### Gegeven tekst:
Hoe meer Phineas zich in het leven van Destry-Scholes verdiept, hoe meer hij ook gaat beseffen dat het schrijven van een droge, Engelse biografie niet voor hem is weggelegd. In zijn hoofd begint hij de documenten en de steekkaarten met elkaar te combineren. Wie zijn die mensen op de foto, vraagt hij zich af. Zag Destry-Scholes zichzelf als een samenstelling van Linnaeus, Galton en Ibsen? En waarom juist die drie en geen anderen? Bovendien blijkt dat Linnaeus gelogen heeft over zijn reis naar de Maelström. Hij is er nooit geweest. En Destry-Scholes heeft eigenhandig de documenten van Galton vervalst, zo ontdekt Phineas. Wat moet hij daar allemaal mee? ‘Ik werd er als het ware toe “gedwongen” mijn eigen verhaal te schrijven, en wel op zeer verschillende manieren. Het glipte er vanzelf tussen, nu eens scherp, dan weer onscherp, de ene keer piepklein op de achtergrond, op andere momenten levensgroot. Bij elkaar ontstond er zoiets als een composietportret – vager dan een genetisch homogene foto, maar van wie? Van Destry-Scholes? Of was het, omdat ik heb moeten schikken en herschikken, Phineas G. Nanson?’

ROMANTISCHE VOORLOPERS

Net zoals Antoine Roquentin uit Jean-Paul Sartres La Nausée komt Phineas tot de conclusie dat iedere biografie in feite constructie en falsificatie is. Het leven is een grote chaos. De biograaf brengt er een lijn in. Of zoals Sigmund Freud al zei: ‘Wie biograaf wil worden, dient zich bezig te houden met leugens, verzwijgingen, hypocrisie en heldenverering; en zelfs met het verhullen van zijn eigen gebrek aan begrip. Want de biografische waarheid is niet te achterhalen, en al ware zij dat wel, we zouden haar niet kunnen gebruiken. Dat soort waarheid ligt niet binnen ons bereik. De mensheid verdient haar niet.’

Het hoeft dus wellicht geen betoog dat Byatt niet veel op heeft met de moderne, uiterlijk beschrijvende biografie. Zelf neigt ze veel meer naar de romantische voorlopers daarvan, zoals we die kunnen lezen in Rousseaus Confessions, Goethes Die Leiden des jungen Werthers of Sternes A Sentimental Journey.

Naar het einde van de roman toe kan de biografie Phineas steeds minder boeien. Hij begint zowel een relatie met Destry-Scholes’ nicht als met een Zweedse bijendeskundige die hem helpt met Linnaeus’ teksten. Liefde en passie verdrijven de theorie en bijna ongemerkt laat Byatt haar boek van een beschrijving van een biograaf overgaan in een ode aan de historische roman, want daar is ze natuurlijk op bekend terrein, zoals eveneens blijkt uit de essaybundel. Ook daarin verdedigt ze dit genre tegen zijn mogelijke vijanden. De historische roman is geen escapisme, zo zegt ze bijvoorbeeld.

### Stukje materiaal:
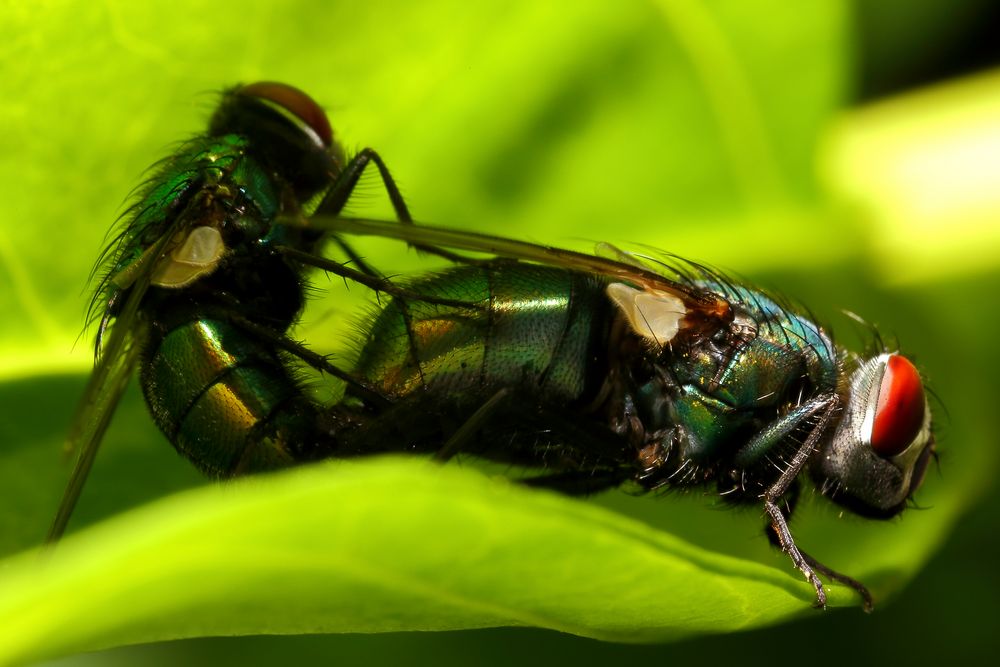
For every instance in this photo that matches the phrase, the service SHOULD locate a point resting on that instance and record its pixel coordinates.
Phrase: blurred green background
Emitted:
(842, 153)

### Opdracht:
Pas het stuk van de tekst dat begint bij "Het hoeft dus" en eindigt bij "A Sentimental Journey." aan door "biografie" te vervangen door "levensbeschrijving", en geef dat stuk in zijn geheel weer. Het materiaal speelt hierbij geen enkele rol.

### Jouw antwoord:
Het hoeft dus wellicht geen betoog dat Byatt niet veel op heeft met de moderne, uiterlijk beschrijvende levensbeschrijving. Zelf neigt ze veel meer naar de romantische voorlopers daarvan, zoals we die kunnen lezen in Rousseaus Confessions, Goethes Die Leiden des jungen Werthers of Sternes A Sentimental Journey.